TEXT EXCERPT Block Start
Plentiful Plums


Here in the UK, at this time of year the plums are just turning, and will soon be past their best. If you’re lucky like me, you might have a friend with a plum tree, or even your own, but if not, you can pick up gorgeous home grown ones anywhere for a bargain. Especially if you don’t mind that they have started to look a bit squishy. Take it from me, you can still get loads of uses out of them.

Plums are grown on every continent in the world, apart from Antarctica, so the chances are that even if your local plums aren’t at their best now, your time will come soon. If you didn’t know, just one average sized plum has 113mg of potassium in it, which can help reduce your blood pressure and your risk of having a stroke. They are full of fibre, and are a low GI food, so will fill you up for longer. And, of course their beautiful colouring, caused by those anthocyanins (part of the flavonoid group of anti-oxidant) will help protect from cancer and other diseases. All good reasons then to make the most of them.

But if you do get given a bagful, or if you are finding hard to chomp your way through all the plums you may have in your food bowl, give these two recipes a go. Warm up your weekend with the cocktail, and round it off perfectly after a Sunday roast with the pie.
TEXT EXCERPT Block End
STUDY MATERIAL Block Start
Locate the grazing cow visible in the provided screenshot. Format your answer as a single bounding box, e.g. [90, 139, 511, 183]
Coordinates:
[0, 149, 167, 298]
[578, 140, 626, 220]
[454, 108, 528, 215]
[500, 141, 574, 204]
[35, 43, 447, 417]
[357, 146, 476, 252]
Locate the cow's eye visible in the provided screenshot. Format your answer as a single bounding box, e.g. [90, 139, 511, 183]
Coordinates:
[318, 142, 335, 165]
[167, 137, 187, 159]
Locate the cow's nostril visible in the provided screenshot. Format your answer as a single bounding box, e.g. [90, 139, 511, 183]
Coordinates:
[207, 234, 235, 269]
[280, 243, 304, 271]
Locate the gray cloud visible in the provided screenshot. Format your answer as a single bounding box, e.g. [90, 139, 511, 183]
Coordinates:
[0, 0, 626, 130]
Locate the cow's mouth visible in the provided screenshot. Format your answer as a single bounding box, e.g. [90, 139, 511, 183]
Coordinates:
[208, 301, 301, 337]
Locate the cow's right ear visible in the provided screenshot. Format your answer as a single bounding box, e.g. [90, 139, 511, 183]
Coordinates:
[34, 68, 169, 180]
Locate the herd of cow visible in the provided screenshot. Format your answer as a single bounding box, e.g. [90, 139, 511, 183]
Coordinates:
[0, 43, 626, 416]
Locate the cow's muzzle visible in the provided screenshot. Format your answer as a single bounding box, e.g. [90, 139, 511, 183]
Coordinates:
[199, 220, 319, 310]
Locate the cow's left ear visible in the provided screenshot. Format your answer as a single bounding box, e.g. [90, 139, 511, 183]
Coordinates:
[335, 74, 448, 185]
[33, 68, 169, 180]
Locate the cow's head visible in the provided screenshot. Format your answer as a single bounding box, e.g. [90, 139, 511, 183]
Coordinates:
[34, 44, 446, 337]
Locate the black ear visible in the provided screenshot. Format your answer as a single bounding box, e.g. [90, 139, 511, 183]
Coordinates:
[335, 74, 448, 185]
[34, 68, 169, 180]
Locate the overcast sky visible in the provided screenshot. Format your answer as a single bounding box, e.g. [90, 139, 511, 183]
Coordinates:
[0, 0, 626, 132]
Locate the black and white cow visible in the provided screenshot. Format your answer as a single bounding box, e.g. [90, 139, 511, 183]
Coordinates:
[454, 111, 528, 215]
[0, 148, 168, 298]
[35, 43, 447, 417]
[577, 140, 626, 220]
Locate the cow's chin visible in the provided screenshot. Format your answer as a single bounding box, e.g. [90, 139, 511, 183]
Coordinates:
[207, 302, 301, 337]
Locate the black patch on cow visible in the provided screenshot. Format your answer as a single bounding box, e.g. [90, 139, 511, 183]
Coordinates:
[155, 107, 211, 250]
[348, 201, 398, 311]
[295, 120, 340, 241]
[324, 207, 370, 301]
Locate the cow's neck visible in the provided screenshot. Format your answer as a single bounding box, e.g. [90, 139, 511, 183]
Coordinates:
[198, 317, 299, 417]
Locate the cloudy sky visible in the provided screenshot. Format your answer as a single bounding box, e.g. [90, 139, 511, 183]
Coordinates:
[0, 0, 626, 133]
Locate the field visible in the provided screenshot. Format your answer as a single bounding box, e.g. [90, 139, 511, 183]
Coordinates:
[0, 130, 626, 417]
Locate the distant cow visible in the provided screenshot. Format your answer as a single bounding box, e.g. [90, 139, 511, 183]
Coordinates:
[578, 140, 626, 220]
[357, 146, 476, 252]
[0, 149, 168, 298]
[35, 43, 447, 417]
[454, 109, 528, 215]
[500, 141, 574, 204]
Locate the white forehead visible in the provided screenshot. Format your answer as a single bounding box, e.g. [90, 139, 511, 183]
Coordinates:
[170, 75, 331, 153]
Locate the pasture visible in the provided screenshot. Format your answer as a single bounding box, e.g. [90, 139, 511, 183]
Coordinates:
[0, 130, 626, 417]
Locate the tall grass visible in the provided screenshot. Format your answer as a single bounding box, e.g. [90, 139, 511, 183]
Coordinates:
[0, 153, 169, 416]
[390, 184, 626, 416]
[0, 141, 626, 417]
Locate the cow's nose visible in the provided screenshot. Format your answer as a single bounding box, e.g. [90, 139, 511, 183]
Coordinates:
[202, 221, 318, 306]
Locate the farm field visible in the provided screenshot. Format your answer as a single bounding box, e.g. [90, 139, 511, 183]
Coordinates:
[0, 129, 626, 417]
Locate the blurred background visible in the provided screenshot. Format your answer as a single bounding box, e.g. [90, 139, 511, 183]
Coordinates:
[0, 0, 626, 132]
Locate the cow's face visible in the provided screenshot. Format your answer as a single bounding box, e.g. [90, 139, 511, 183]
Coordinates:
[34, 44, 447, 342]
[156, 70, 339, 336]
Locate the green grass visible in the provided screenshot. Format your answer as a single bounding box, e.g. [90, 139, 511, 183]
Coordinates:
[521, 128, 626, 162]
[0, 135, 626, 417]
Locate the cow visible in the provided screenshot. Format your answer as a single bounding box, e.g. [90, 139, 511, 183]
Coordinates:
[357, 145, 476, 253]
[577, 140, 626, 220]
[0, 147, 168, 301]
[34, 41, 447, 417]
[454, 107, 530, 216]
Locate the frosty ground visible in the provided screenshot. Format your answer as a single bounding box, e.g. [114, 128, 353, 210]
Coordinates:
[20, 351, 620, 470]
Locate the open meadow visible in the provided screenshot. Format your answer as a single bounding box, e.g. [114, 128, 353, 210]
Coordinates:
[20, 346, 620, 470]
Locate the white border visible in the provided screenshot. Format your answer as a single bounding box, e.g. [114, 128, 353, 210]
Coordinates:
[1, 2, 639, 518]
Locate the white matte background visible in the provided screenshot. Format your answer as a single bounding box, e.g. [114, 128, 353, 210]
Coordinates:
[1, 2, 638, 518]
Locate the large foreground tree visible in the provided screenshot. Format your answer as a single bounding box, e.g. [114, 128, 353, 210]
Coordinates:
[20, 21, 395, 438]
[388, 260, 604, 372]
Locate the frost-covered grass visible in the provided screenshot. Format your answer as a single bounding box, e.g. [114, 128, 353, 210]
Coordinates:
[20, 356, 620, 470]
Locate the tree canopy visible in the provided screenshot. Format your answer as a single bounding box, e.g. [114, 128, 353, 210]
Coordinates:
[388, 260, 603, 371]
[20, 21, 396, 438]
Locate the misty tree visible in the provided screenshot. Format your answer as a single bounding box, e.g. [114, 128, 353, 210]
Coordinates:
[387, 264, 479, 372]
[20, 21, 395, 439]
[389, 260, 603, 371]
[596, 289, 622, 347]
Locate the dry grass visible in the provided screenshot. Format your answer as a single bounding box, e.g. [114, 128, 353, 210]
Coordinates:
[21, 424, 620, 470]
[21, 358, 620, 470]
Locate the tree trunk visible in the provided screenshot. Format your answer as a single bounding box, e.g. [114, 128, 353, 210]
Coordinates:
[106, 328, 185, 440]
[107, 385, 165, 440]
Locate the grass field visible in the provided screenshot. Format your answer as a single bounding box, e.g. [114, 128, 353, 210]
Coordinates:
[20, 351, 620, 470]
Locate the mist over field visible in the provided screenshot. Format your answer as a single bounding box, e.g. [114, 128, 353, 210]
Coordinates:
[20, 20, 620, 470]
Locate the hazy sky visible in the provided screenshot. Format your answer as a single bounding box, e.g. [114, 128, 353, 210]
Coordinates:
STUDY MATERIAL Block End
**QUESTIONS ON THE MATERIAL**
1 > Name every health benefit that the text about plums says the fruit provides.
2 > Continue the text about plums from its last sentence.
The records have no connection to the text about plums.

**ANSWERS BY ITEM**
1 > Plums can help reduce blood pressure, lower the risk of having a stroke, keep you full for longer, and help protect against cancer and other diseases.

2 >
Easy Peasy Plum Pie

1 kg plums

2 tbsps light brown sugar

220g plain flour

20g icing (powdered) sugar

1 tsp vanilla extract

1 tsp ground cinnamon

120g butter (ice cold, cubed)

2 tbsps or so of cold milk

Start by roasting your plums. Preheat your oven to 180 deg. C.

Cut them in half. Don’t worry about removing the stone, it will come out much better after they have been roasted. Throw them all in a roasting dish, and sprinkle over the brown sugar. Taste your plums first, they may not need so much.


Roast them for about forty minutes so that they are soft but still holding their shape, then take out of the oven and allow to cool.

Meanwhile, start making your pastry. Put your flour, icing sugar, cinnamon and vanilla into the bowl of a food processor, then chuck in the cubed butter.

Blitz, until the mixture resembles bread crumbs.

Pour in the milk, slowly, until the mixture comes together in a ball of dough. Remember, the secret to making good pastry is not to overwork the dough, so as soon as a cohesive ball has formed, stop your food processor.

Wrap the ball of dough in cling film and refrigerate for 30 minutes or so.

When you are ready, roll out your pastry to cover the bottom of your pie dish. I like to blind bake mine at this stage. I know, the filling is cooked so it shouldn’t need it, but the plums can get quite juicy and I find it really helps. So, cover the base in greaseproof paper, and fill with baking beans and bake for 10 minutes in a preheated oven (180 deg. C) Then remove the paper and beans and return to the oven for a further 5 minutes.

Now it is time to fill your pie. Take the plum halves, remove the stone from the side that still has the stone in, and pop them in your pie base. Roll out your pastry lid, cover, seal the edges and bake again for around 20 minutes. For the last 5 minutes, I like to glaze mine with a beaten egg, but the choice is yours.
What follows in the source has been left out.